§ **TASK 1**: In the opinion piece on prayer and mass shootings that follows, which novelist and former journalist pointed out Ted Cruz's shift to "lifting up in prayer"?
§ **TASK 2**: List every person mentioned by name in the opinion piece on prayer and mass shootings below.

# START OF QUOTED TEXT

A photo of a person holding up a sign which reads; "Protect kids not guns"
Rick Salutin writes: Shootings are a weird thing to ask God to handle, when God has so obviously left them in the hands of his/her/their human creations to deal with. Credit: Tim Mudd / Unsplash Credit: Tim Mudd / Unsplash

“We took God out of schools,” said a Fox News host about last week’s slaughter in Texas, then “we wonder how this evil comes in.” It left “a vacuum,” and the way to fill it is to “start with God.” Another host agreed, saying change is possible — “but it’s as much prayer as it is policy.” Perhaps even more, I’d observe.

I don’t find talking with God at all perplexing or peculiar. I did a lot of it during a lengthy period earlier in my life. What I do find hard to understand is what so many Americans talk to God about, and when they do it. It is exactly at moments when you’d expect them to turn to elected leaders and governments to demand they act within their proper domain of policy — like gun bans and controls — that Americans rush instead headlong into the realm of thoughts and prayers.

Texas Senator Ted Cruz offered so many thoughts and prayers in response to shootings that (as noted by novelist and former journalist Omar El Akkad) he had to upgrade to “lifting up in prayer” people left bereft by mass shootings.

Shootings are a weird thing to ask God to handle, when God has so obviously left them in the hands of his/her/their human creations to deal with. Places like the U.K. and Australia, with many prayerful folk, have legislated effectively. Even Canada’s been somewhat successful. What’s with Americans?

# END OF QUOTED TEXT
# START OF ENTRIES PROVIDED

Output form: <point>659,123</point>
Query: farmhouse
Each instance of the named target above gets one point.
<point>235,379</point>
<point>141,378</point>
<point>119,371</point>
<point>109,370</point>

# END OF ENTRIES PROVIDED

§ **COMPLETE OUTPUT 1**: Omar El Akkad

§ **COMPLETE OUTPUT 2**: Rick Salutin, Tim Mudd, Ted Cruz, Omar El Akkad